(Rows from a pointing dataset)
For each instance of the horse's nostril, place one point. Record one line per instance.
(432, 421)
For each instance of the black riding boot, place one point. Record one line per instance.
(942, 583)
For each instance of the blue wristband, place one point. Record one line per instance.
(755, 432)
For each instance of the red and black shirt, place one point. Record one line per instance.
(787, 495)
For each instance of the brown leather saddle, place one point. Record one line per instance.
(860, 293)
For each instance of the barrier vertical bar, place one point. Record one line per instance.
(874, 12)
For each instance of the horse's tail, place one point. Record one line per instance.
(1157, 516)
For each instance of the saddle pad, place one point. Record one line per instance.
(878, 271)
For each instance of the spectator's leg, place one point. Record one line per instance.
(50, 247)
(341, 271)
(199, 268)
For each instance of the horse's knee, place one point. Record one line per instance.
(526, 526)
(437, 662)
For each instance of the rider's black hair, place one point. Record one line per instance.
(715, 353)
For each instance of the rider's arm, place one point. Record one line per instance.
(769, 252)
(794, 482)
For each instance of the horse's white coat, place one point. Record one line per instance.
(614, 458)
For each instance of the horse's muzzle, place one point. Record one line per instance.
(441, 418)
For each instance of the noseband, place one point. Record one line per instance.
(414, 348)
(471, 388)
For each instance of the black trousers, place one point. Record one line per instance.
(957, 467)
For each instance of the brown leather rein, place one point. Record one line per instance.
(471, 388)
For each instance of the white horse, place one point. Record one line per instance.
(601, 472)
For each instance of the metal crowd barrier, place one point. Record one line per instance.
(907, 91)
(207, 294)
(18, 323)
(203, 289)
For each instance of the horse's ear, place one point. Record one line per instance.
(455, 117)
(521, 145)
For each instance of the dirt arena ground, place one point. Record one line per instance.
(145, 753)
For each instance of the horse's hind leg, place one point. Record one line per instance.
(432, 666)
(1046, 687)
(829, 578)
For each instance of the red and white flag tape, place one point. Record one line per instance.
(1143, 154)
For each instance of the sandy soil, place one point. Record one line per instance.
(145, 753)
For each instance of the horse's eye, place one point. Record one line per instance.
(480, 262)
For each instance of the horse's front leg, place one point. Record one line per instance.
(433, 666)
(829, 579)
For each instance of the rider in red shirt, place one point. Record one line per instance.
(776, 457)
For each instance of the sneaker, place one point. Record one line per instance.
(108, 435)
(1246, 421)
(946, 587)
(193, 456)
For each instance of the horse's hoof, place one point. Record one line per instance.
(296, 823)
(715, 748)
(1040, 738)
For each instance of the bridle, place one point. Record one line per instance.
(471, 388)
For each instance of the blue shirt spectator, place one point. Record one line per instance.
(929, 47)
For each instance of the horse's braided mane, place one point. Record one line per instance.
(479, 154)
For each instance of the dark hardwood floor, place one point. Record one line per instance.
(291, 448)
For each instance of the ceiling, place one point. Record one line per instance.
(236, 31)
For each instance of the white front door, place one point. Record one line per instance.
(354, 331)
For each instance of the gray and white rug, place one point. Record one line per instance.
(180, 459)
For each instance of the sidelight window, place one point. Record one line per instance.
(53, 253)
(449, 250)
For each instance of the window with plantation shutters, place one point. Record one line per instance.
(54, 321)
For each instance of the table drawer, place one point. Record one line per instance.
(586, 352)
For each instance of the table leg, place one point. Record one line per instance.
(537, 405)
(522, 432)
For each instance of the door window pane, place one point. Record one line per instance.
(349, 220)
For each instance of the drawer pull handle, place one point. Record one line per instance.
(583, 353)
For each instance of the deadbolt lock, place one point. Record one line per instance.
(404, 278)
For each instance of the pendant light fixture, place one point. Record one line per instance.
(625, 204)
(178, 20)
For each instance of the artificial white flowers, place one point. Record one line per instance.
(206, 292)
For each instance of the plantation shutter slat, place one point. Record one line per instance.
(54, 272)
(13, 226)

▶ _Exercise aim_
Set all of the entries down again, exactly as they were given.

▶ _Written answer_
For each instance of the horse's nostril, place one point. Record one line per instance.
(432, 421)
For each instance of the black riding boot, place one point. Record one line per instance.
(942, 583)
For each instance of the blue wristband, place one point. Record one line per instance.
(755, 432)
For each instance of the red and black shirt, place one point. Record one line per instance.
(787, 495)
For each instance of the brown leather saddle, place one point. Record one line per instance.
(860, 293)
For each instance of the barrier vertical bar, place one point. Record one line per instance.
(874, 12)
For each instance of the horse's tail, place one point. Record one line per instance.
(1157, 516)
For each instance of the saddle pad, place one point. Record one line per instance.
(878, 271)
For each instance of the spectator's leg, place one point. Record one line per instance.
(50, 247)
(341, 271)
(199, 268)
For each instance of the horse's knee, place one point. Record one line per instance.
(526, 526)
(437, 662)
For each instance of the rider's black hair, place one point. Record one line per instance.
(715, 353)
For each instance of the rider's arm, place one point. Record one line per instance.
(769, 252)
(794, 482)
For each instance of the horse's white coat, place one point. Record one line per instance.
(614, 458)
For each instance of the horse's muzzle, place one point. Record one line per instance.
(441, 418)
For each instance of the noseband, place one point. Record one line per instance.
(414, 348)
(471, 388)
For each instance of the black trousers, place one point. Record one line per instance.
(957, 467)
For each instance of the brown leather rein, place one point. Record one line per instance.
(471, 388)
For each instance of the white horse, place one point. Record one line per instance.
(601, 472)
For each instance of the metal crowd barrier, place one point. Record one line per instance.
(907, 91)
(207, 294)
(18, 323)
(203, 289)
For each instance of the horse's ear, place one point. Record one line per instance.
(455, 117)
(521, 145)
For each instance of the dirt arena ground, place one point. Record one line per instance.
(145, 753)
For each instance of the horse's hind leg, place one point. Record one line per instance.
(432, 666)
(1046, 687)
(829, 578)
For each instance of the red and white flag tape, place one point. Record one line per instance.
(1143, 154)
For each instance of the sandy soil, place one point. Record one line per instance.
(145, 753)
For each instance of the horse's eye, place one point. Record one line per instance.
(480, 262)
For each instance of the horse's front leg, place one point. Record one line per instance.
(433, 666)
(829, 579)
For each instance of the rider in red shirt, place one point. Record one line per instance.
(776, 457)
For each instance of the sneaker, place one point. Record one line per instance.
(108, 435)
(1246, 421)
(946, 587)
(193, 456)
For each instance of the horse's hoof, place one point. Record one line per instance.
(296, 823)
(715, 748)
(1040, 738)
For each instance of the bridle, place one point. Record one line per instance.
(471, 388)
For each instance of the blue shirt spectator, place one point. Record one line per instance.
(929, 47)
For each instance of the horse's braided mane, place one point. Record one line per instance.
(479, 154)
For each instance of the dark hardwood floor, place one point. Record one line per instance.
(291, 448)
For each instance of the ceiling, place one point. Record one line per instance.
(236, 31)
For each instance of the white front door, place one point. Record one line per instance.
(354, 331)
For each instance of the gray and white rug, place one point. Record one line per instance.
(180, 459)
For each instance of the sidelight window, place one point. Record one line per instance.
(53, 253)
(449, 250)
For each instance of the window with plantation shutters, place one point. Record one line per instance.
(54, 321)
For each instance of the table drawer, place one point. Record one line per instance.
(586, 352)
For each instance of the table leg, place one point. Record one line per instance.
(537, 405)
(522, 432)
For each instance of the door window pane, place one point. Record one line per instance.
(349, 220)
For each instance of the drawer pull handle, place one point. Record one line per instance.
(583, 353)
For each instance of the deadbolt lock, place one point. Record one line per instance.
(404, 278)
For each instance of the pendant light fixture, place one point. Record one line per instance.
(625, 204)
(178, 20)
For each instance of the artificial white flowers, place one point. Record one line per instance.
(206, 292)
For each instance of the plantation shutter slat, place one point. Record one line per instance.
(54, 272)
(13, 226)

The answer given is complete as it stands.